Stated problem
Output every line of the listing below without any change, keeping the original order.

Record set
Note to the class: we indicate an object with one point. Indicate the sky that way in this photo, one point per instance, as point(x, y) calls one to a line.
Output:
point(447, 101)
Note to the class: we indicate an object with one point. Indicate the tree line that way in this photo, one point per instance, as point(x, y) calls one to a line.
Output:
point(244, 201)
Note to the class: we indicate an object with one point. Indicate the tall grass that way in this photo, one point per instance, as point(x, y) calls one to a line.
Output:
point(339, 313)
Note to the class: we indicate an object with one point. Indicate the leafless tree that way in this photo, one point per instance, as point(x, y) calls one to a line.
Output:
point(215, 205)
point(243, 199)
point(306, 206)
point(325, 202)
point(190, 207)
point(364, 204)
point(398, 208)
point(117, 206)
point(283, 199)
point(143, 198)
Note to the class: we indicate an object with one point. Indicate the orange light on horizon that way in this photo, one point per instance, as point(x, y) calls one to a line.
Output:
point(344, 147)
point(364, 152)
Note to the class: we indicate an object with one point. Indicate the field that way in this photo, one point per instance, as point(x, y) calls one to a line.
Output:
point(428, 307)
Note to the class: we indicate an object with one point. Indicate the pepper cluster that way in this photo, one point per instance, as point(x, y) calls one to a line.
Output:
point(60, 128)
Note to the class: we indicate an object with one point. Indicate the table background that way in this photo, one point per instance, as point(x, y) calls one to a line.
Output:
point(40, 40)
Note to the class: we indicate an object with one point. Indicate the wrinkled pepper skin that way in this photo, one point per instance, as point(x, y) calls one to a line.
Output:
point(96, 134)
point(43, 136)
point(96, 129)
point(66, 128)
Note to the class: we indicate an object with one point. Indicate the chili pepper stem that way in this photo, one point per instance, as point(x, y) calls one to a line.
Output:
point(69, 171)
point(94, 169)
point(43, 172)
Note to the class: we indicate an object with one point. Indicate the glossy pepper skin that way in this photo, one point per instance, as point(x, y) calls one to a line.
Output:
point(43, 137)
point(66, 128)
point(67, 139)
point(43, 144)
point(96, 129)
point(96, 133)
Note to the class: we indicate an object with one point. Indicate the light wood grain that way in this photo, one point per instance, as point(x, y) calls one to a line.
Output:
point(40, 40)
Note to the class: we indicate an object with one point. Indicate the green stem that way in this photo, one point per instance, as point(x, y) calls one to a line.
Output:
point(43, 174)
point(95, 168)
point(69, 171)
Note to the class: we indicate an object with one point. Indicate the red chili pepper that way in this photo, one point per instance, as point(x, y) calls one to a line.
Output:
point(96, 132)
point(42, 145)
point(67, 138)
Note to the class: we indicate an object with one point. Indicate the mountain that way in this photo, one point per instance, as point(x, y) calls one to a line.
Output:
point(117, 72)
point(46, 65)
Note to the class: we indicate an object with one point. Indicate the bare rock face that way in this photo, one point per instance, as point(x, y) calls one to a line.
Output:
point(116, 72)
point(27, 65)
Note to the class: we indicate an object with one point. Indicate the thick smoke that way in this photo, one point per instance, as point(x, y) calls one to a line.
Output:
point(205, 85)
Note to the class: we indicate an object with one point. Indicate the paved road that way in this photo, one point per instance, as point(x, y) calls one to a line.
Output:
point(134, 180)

Answer for the task
Note to the class: we indicate an object with one point. Indicate the sky that way in this photo, one point per instance, as point(x, y) calls one to a line.
Output:
point(447, 101)
Note to the class: we indicate an object with one point. Indicate the tree line that way in this photo, one point per instance, as point(x, y) calls one to a line.
Output:
point(244, 201)
Note to the class: we indicate an object with one point. Indicate the tall grass that way in this photo, one point per instance, as point(x, y) calls one to a line.
Output:
point(339, 313)
Note to the class: we indicate an object with one point. Indicate the leafless tree that way in this photo, one point per instance, as point(x, y) calls one to a line.
Output:
point(215, 205)
point(243, 199)
point(306, 206)
point(325, 202)
point(190, 207)
point(364, 204)
point(398, 208)
point(117, 206)
point(283, 199)
point(143, 198)
Note to the class: we indicate an object with one point. Indicate the orange light on horizon that way in this photo, one point per instance, as point(x, y) calls one to a line.
Output:
point(344, 147)
point(364, 152)
Note to the class: we indicate an object with one point. Indicate the field that way in this photo, one point per instance, as point(x, y) calls one to a line.
Output:
point(428, 307)
Note to the class: we indicate an object with one point. Indicate the pepper cluster that way in this photo, one point per instance, as point(x, y) calls one to a line.
Output:
point(60, 128)
Note to the class: we indicate an object with one point. Indicate the table background that way in this photo, one point per instance, as point(x, y) calls one to a line.
Output:
point(40, 40)
Note to the class: we indicate an object with one point. Indicate the wrinkled pepper skin that way in this photo, one point per instance, as point(x, y) calls one to a line.
Output:
point(96, 134)
point(43, 136)
point(96, 129)
point(66, 128)
Note to the class: we indicate an object with one point. Indicate the chili pepper stem that way in this photo, one point per instance, as point(x, y) calls one to a line.
Output:
point(69, 171)
point(94, 169)
point(43, 172)
Note to the class: we indicate an object with one point. Indicate the glossy pepper skin that way in this photo, one point per instance, as point(x, y) calls one to a line.
Output:
point(43, 137)
point(66, 128)
point(67, 139)
point(43, 144)
point(96, 129)
point(96, 133)
Note to the class: we indicate an object with one point. Indicate the light wood grain that way in this photo, one point per instance, as point(x, y) calls one to a line.
Output:
point(40, 40)
Note to the class: we indicate an object with one point. Indicate the green stem that way in this photo, one point per instance, as point(x, y) calls one to a line.
Output:
point(43, 174)
point(95, 168)
point(69, 171)
Note to the class: we indicate an object with one point. Indicate the red chili pepper that way in this photo, one point per instance, as point(x, y) calls one to a line.
Output:
point(96, 132)
point(42, 145)
point(67, 138)
Note to the class: we indicate an object with one point. Indicate the mountain that way in this photo, one point per instance, as point(x, y) calls one to a line.
Output:
point(117, 72)
point(46, 65)
Note to the class: we indicate an object with one point. Indicate the bare rock face that way in this photo, one point per instance, as point(x, y) calls one to a line.
Output:
point(116, 72)
point(27, 65)
Note to the class: we indicate an object with one point. Indicate the thick smoke that way in this photo, one point per instance, as point(x, y) calls one to a line.
Output:
point(205, 85)
Note to the class: we indicate an object with one point. Indicate the paved road that way in this photo, one point per instance, as point(x, y) calls one to a line.
Output:
point(134, 180)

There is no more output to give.